[begin Excerpted records]

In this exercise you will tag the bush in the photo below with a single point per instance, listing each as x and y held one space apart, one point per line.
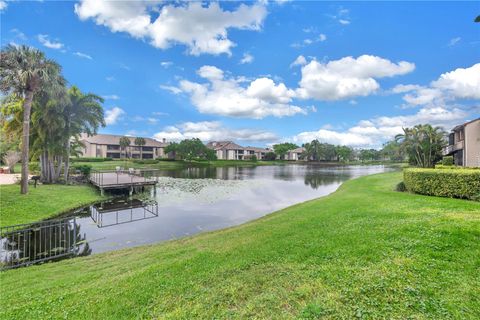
447 161
401 187
33 167
145 161
459 183
91 159
85 169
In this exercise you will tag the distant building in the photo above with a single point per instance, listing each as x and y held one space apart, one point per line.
464 144
107 145
228 150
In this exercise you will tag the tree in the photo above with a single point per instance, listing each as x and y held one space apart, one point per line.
83 113
281 149
139 141
24 71
423 144
344 153
124 143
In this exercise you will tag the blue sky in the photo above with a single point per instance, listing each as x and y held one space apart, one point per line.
262 72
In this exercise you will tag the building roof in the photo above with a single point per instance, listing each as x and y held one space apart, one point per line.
298 150
115 140
229 145
460 126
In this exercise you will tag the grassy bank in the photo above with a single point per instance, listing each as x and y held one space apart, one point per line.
42 202
363 252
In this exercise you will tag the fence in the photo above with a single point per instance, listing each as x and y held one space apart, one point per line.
26 244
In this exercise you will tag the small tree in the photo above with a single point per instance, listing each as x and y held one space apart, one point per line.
124 143
139 141
11 158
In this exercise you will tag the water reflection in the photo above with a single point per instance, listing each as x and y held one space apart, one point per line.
195 200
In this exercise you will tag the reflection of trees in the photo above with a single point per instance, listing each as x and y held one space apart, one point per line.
315 180
53 240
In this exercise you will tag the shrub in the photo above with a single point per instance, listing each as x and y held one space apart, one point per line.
447 161
401 187
91 159
83 168
33 167
145 161
459 183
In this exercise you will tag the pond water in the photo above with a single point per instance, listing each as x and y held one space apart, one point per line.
195 200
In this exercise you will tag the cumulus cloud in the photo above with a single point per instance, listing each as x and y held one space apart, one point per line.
212 130
247 58
373 132
202 28
52 44
461 83
83 55
240 97
113 115
348 77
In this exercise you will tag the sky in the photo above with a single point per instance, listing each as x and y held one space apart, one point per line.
259 73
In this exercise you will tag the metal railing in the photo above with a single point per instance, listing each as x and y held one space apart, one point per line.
107 218
26 244
123 177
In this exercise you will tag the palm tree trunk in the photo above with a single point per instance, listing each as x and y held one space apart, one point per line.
67 161
27 108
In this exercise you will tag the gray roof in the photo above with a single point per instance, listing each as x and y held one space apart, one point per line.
115 140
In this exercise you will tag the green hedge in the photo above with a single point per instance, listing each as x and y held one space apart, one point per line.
91 159
460 183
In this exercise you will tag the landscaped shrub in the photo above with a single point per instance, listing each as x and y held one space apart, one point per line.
145 161
460 183
83 168
447 161
91 159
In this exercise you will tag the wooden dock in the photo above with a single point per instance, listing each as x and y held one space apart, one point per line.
123 179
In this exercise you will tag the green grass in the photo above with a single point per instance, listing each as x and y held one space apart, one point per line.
363 252
42 202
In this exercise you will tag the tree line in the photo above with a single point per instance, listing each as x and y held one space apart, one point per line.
44 111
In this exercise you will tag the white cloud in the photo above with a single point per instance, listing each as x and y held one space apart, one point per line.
374 132
113 115
454 41
300 61
44 40
461 83
83 55
228 97
202 28
172 89
247 58
18 34
347 77
166 64
3 5
111 97
213 130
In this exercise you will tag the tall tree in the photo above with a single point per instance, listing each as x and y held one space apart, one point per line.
83 113
124 144
139 141
24 71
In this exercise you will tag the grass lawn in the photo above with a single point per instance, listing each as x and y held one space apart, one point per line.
363 252
42 202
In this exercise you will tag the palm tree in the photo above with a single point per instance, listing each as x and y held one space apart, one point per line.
24 71
139 141
423 144
124 143
82 114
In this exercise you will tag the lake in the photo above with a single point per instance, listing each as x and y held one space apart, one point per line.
191 201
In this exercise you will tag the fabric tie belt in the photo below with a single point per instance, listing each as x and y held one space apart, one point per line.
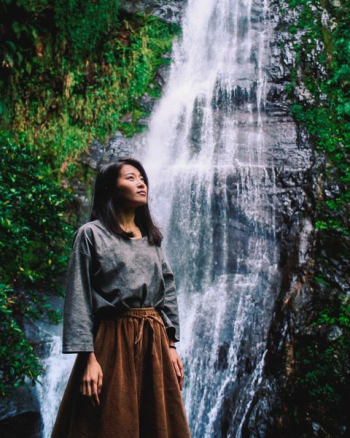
144 314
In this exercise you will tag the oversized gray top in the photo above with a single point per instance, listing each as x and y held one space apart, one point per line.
108 274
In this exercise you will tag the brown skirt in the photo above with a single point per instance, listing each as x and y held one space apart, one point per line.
140 395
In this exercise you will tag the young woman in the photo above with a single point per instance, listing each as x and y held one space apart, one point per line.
121 317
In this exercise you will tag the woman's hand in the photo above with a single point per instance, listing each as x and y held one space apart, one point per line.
178 365
91 382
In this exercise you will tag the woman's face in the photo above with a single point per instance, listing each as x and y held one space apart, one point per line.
131 186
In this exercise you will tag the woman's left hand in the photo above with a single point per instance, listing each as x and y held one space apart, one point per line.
178 366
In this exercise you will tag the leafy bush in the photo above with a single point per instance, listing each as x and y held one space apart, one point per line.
33 251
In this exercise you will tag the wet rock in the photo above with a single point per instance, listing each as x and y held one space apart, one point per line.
20 415
169 11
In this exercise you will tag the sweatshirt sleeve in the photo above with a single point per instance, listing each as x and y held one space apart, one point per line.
78 318
170 312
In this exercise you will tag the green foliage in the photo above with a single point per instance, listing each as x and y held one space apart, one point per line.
323 68
63 102
17 358
70 72
84 23
325 360
32 213
33 250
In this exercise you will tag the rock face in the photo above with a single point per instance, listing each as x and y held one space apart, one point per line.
169 11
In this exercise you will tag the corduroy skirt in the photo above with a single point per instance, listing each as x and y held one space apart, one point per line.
140 396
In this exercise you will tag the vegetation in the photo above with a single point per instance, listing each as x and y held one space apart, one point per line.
71 72
322 70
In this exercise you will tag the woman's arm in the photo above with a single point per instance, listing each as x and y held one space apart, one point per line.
91 382
78 322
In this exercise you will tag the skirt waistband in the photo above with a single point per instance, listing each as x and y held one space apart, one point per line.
132 311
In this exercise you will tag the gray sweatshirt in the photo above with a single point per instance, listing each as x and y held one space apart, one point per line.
108 274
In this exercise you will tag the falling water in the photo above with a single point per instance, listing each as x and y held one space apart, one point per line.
212 178
212 186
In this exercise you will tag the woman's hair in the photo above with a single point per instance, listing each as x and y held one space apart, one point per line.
106 202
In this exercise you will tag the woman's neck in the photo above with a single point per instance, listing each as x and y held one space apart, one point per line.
126 219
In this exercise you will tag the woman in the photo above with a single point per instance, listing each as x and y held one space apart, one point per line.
121 317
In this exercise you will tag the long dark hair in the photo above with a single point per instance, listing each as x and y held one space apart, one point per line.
106 202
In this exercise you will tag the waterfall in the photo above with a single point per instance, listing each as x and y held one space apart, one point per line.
50 390
212 183
209 154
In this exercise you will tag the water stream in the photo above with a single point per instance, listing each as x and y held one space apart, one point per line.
212 186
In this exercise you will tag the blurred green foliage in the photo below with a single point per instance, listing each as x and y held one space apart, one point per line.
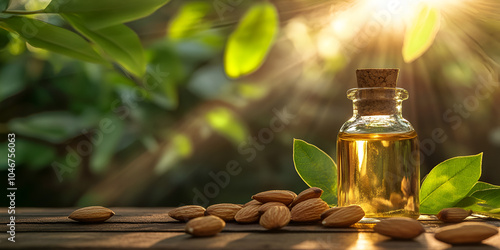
143 102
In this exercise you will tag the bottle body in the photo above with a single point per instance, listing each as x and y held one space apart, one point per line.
378 172
378 159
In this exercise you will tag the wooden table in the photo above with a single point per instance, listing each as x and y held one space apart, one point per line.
42 228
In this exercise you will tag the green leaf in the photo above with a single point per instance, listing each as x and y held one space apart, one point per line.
120 42
421 32
449 182
227 124
98 14
4 4
189 20
316 169
55 127
471 203
47 36
490 196
105 142
250 43
12 77
481 186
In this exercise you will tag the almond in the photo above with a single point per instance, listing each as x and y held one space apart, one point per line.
275 217
92 214
225 211
186 213
329 212
399 228
309 210
252 202
205 226
268 205
309 193
248 214
454 214
465 233
344 217
284 196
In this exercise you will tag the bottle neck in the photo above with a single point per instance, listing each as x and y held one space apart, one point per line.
370 107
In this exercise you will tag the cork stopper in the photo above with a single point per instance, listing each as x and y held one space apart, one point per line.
369 78
377 101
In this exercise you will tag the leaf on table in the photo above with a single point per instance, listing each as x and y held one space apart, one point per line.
50 37
98 14
316 169
449 182
421 32
189 20
248 46
490 196
481 186
119 42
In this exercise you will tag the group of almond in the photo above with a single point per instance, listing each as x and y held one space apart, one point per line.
274 209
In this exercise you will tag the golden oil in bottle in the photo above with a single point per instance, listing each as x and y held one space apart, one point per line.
378 150
378 173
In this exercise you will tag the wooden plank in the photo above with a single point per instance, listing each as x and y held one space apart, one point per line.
60 215
241 240
175 227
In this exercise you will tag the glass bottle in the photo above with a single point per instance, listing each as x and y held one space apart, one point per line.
378 152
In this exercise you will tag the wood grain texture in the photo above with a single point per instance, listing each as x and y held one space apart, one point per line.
131 228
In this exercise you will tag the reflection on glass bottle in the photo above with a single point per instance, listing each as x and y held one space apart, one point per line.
378 151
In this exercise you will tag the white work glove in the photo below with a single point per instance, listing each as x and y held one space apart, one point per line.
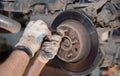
50 48
33 35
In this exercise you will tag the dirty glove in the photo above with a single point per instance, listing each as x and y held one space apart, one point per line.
50 48
33 35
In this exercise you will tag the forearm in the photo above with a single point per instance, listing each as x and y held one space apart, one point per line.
15 64
36 68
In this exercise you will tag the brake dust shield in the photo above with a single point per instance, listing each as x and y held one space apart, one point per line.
79 47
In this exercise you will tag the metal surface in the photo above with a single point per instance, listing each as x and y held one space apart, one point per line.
9 25
78 21
76 44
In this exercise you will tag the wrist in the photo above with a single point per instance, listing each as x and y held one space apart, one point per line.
24 49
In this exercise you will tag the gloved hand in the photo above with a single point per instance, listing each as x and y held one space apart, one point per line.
33 35
50 48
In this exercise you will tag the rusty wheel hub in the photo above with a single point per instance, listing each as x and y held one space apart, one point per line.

[end Excerpted records]

* [What you should do]: Starting at the line that contains "In this exercise you will tag the wrist" and ending at the last line of the records, render each nonblank line as a row of a Markdown table with the columns Row and Entry. Put the row number under Row and the line under Entry.

* [Solution]:
| Row | Entry |
|---|---|
| 1 | In this exercise you will tag the wrist in the photo above with a single point per instance, listing each as x and y held one space apart, one point per line. |
| 2 | 24 49 |
| 3 | In this exercise you will tag the gloved hand in the photo above with a single point per instance, listing each as x and y held one space apart, one point per line. |
| 4 | 33 35 |
| 5 | 50 48 |
| 6 | In this exercise you will tag the rusty wheel hub in the photo above with a single point per instance, listing each as x and y held one space apart, one point per line. |